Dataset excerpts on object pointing
..............................

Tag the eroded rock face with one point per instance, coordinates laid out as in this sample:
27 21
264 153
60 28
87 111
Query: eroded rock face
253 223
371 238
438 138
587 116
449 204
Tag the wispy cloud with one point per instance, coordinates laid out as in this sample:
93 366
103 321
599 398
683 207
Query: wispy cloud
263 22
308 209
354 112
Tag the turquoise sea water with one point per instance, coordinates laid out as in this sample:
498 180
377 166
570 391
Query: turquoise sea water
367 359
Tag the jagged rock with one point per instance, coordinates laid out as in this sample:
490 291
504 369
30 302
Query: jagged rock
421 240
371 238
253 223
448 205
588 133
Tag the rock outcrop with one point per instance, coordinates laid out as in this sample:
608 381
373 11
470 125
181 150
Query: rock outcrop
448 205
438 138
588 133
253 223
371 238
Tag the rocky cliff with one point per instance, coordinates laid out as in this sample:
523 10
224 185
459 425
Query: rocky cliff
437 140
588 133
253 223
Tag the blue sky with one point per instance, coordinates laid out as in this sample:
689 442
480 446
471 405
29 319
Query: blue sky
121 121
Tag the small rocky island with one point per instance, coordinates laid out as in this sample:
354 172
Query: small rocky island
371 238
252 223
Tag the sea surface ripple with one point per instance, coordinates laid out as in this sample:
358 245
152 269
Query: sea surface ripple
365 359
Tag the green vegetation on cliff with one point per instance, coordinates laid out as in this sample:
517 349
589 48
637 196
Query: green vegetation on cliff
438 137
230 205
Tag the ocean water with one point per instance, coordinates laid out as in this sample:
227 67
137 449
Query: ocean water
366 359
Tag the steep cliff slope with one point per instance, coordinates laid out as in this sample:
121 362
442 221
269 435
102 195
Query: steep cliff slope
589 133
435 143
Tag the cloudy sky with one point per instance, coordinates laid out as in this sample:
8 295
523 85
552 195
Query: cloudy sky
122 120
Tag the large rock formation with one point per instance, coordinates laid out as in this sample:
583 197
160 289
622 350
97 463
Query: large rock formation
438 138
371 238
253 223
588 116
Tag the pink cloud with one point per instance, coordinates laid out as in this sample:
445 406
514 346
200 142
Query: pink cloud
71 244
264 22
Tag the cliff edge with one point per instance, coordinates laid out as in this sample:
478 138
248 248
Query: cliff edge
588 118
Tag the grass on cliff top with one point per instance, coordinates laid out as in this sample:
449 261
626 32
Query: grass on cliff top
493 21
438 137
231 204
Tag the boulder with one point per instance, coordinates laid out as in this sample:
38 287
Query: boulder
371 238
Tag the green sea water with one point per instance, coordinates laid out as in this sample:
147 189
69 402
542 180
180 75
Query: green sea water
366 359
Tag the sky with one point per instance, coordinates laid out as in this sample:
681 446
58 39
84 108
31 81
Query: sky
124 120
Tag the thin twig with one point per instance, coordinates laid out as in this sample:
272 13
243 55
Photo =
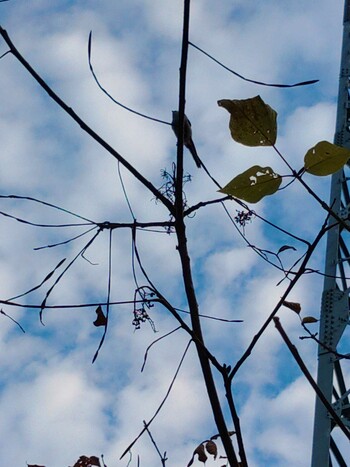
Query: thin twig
147 424
83 125
302 366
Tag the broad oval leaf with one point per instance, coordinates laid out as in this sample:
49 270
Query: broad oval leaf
212 448
252 122
309 320
325 158
253 184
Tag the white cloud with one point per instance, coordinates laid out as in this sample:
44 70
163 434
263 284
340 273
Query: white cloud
55 406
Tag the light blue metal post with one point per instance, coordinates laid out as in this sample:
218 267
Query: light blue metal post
335 300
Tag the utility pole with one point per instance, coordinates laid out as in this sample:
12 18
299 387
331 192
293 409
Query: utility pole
334 347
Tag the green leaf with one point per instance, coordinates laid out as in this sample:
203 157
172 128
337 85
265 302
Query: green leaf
252 122
309 319
253 184
325 158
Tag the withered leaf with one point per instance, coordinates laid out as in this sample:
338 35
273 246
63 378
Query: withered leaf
101 320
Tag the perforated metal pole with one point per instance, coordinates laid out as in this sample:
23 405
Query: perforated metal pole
335 299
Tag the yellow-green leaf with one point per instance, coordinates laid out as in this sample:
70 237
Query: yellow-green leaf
253 184
252 122
325 158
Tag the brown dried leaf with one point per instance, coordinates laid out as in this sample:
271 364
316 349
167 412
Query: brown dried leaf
85 461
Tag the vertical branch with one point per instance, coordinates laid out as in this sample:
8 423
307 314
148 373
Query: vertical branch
235 419
185 259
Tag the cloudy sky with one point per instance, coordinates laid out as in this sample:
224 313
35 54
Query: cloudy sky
55 405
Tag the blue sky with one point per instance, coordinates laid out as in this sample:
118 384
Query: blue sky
55 405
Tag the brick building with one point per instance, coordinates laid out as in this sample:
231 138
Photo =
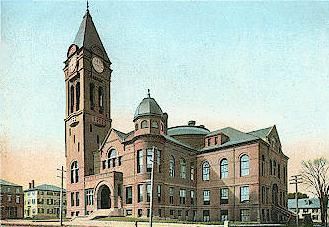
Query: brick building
199 174
43 201
11 200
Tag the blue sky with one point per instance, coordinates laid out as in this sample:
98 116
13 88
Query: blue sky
238 64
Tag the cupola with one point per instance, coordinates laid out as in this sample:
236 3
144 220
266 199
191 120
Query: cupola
149 117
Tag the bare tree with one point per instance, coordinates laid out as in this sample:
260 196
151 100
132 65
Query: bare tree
315 175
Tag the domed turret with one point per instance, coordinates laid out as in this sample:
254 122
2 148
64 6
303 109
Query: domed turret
148 107
149 117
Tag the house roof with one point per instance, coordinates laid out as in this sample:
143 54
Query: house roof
4 182
187 130
45 187
171 139
262 133
235 137
304 203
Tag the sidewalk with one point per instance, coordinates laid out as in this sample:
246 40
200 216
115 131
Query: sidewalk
92 223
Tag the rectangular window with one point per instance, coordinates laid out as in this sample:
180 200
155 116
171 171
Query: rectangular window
129 212
171 195
89 196
159 193
77 199
129 195
244 194
140 192
139 212
148 192
192 197
182 196
139 161
192 173
159 161
224 215
244 215
72 199
17 199
224 196
206 197
206 216
149 160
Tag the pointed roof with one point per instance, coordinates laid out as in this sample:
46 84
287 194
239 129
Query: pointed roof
87 36
45 187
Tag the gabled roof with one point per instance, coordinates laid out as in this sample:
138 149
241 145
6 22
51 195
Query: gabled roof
87 35
304 203
236 137
45 187
187 130
171 139
262 133
4 182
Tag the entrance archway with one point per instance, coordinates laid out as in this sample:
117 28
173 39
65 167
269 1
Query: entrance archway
104 197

..............................

* [Directions for this task] Each line of the data should be quoted exactly, with pictures left out.

* [Finished exercise]
Tag the eroded rock face with one point per instance, coordinates laid out as in this sample:
27 21
264 153
60 28
87 111
Query: eroded rock face
253 223
371 238
438 138
587 116
449 204
Tag the wispy cloud with one point per instance, coordinates laid out as in this sample:
93 366
103 321
599 398
683 207
Query: wispy cloud
263 22
308 209
354 112
Tag the turquoise sea water with one point per instance, coordinates laid out as in this sample:
498 180
377 166
570 391
Query: turquoise sea water
367 359
Tag the jagged rock with one point per instance, coordinates laid out as in this sample:
490 291
504 369
30 302
Query: jagged rock
421 240
371 238
253 223
448 205
588 133
Tag the rock outcrop with one point per instance, coordinates laid out as in this sample:
608 381
373 11
470 125
181 150
Query: rock outcrop
448 205
438 138
588 133
253 223
371 238
Tag the rocky cliff with one point per instance, coordinates laid out as in this sample:
523 10
224 185
459 425
Query: rocky cliff
437 140
588 133
253 223
Tag the blue sky with one point per instance, coordinates laid out as in this sample:
689 442
480 446
471 405
29 319
Query: blue sky
121 121
Tag the small rocky island with one point per instance, coordinates laid out as in this sample:
354 172
Query: small rocky island
371 238
252 223
Tag the sea surface ripple with one point per instance, coordinates laid out as in this sample:
358 245
152 269
Query: sea surface ripple
365 359
Tag the green vegetation on cliff with one point per instance, coordinates laid out as in this sample:
517 349
589 48
637 196
Query: green vegetation on cliff
438 137
230 205
Tag the ocean water with one point per instance, coordinates laid out as in this sample:
227 67
137 449
Query: ocean water
366 359
Tag the steep cliff slope with one point per instance, coordinates laid out as in this sample:
121 362
442 221
269 435
102 195
Query: steep cliff slope
589 133
435 143
Tag the cloudy sky with one point per instance, coordinates laid out as in this sample:
8 295
523 85
552 195
Query: cloudy sky
122 120
Tag the large rock formation with one point per instance, coordinates laid out as in this sample:
583 197
160 289
622 350
97 463
Query: large rock formation
438 138
371 238
253 223
588 116
Tag the pink cloud with one point per instance, coordinates laid out as in this sample:
445 406
514 346
200 142
Query: pink cloud
71 244
264 22
Tag the cliff edge with one point per instance, coordinates laid out as in this sample:
478 138
248 248
Query: cliff edge
588 118
Tag the grass on cliff top with one point per instance, coordinates laid out as in this sample:
449 261
626 32
Query: grass on cliff top
493 21
438 137
231 204
Tag the boulder with one point per instance, coordinates laid out as in this sample:
38 287
Query: boulder
371 238
Tag the green sea water with one point per instance, coordinates laid out as in this sample:
147 189
69 402
542 180
180 75
Query: green sea water
366 359
Tag the sky with one point per instance, coordinates laid out as in this sample:
681 446
58 39
84 108
31 81
Query: sky
124 120
Tag the thin twig with one point per instance, coordinates laid out as in this sample:
272 13
243 55
Photo =
Query: thin twig
147 424
83 125
302 366
Tag the broad oval leaf with one point per instance, coordinates laid out as in this sample:
49 270
Query: broad oval leaf
212 448
252 122
309 320
325 158
253 184
Tag the white cloud with one point per instance, coordinates laid out as in this sample:
44 70
163 434
263 284
340 273
Query: white cloud
55 406
Tag the light blue metal post with one point per instance, coordinates laid out as in this sample:
218 267
Query: light blue metal post
335 300
Tag the utility pole with one point per instance, coordinates laid out as in this sample:
12 18
299 387
331 192
293 409
Query: utility pole
334 347
Tag the green leaf with one point per instance, coordinates laid out as in this sample:
203 157
172 128
337 85
265 302
Query: green leaf
252 122
309 319
253 184
325 158
Tag the withered leaf with one point per instance, coordinates laid out as in this sample:
338 35
273 246
63 378
Query: withered leaf
101 320
Tag the perforated metal pole with one point per instance, coordinates laid out as in this sample:
23 405
Query: perforated metal pole
335 299
Tag the yellow-green leaf with one point per instance, coordinates laid out as in this sample:
70 237
Query: yellow-green leaf
253 184
252 122
325 158
Tag the brown dried leaf with one point per instance, coordinates laid out as in this sample:
271 364
316 349
167 412
Query: brown dried leaf
85 461
Tag the vertical branch with one point per instance, coordinates laid out as in this sample:
8 423
307 314
148 373
Query: vertical branch
235 419
185 259
Tag the cloudy sky with one point per instance, coordinates laid out as in this sample:
224 313
35 54
Query: cloudy sky
55 405
Tag the blue sky with one point per instance, coordinates laid out as in this sample:
118 384
Query: blue sky
55 405
Tag the brick building with one point per instance, coordinates laid out as in this sample:
231 138
Photo =
Query: brick building
199 174
43 201
11 200
Tag the blue sky with one point per instance, coordinates laid out as in this sample:
98 116
13 88
Query: blue sky
238 64
Tag the cupola with one point per instance, coordinates laid out as in this sample:
236 3
144 220
266 199
191 120
Query: cupola
149 117
Tag the bare tree with one point per instance, coordinates laid out as in this sample:
260 196
151 100
132 65
Query: bare tree
315 175
Tag the domed turret with one point per instance, coordinates laid out as in this sample:
254 122
2 148
64 6
303 109
Query: domed turret
148 107
149 117
Tag the house roof with one point per instance, coordinates laid out as in this sample:
143 54
Query: house roof
4 182
187 130
45 187
171 139
262 133
235 137
304 203
Tag the sidewalk with one point per instance, coordinates laid out as in this sample:
246 40
200 216
115 131
Query: sidewalk
92 223
Tag the rectangular window with one point per instance, coordinates laid out as in this sample:
180 200
155 116
171 171
Query: rectangular window
129 212
171 195
89 196
159 193
77 199
129 195
244 194
140 192
139 212
148 192
192 197
182 196
139 161
192 173
159 161
224 215
244 215
72 199
17 199
224 196
206 197
206 216
149 160
Tag the pointed roof with one point per instance, coordinates laid out as in this sample:
46 84
287 194
239 129
Query: pointed roof
87 36
45 187
Tag the gabled roof with one point per instance, coordinates laid out as in this sample:
138 149
241 145
6 22
51 195
Query: gabled roof
87 35
304 203
236 137
45 187
187 130
171 139
262 133
4 182
Tag the entrance archway with one point per instance, coordinates laid out as in this sample:
117 28
173 39
65 167
269 1
Query: entrance archway
104 197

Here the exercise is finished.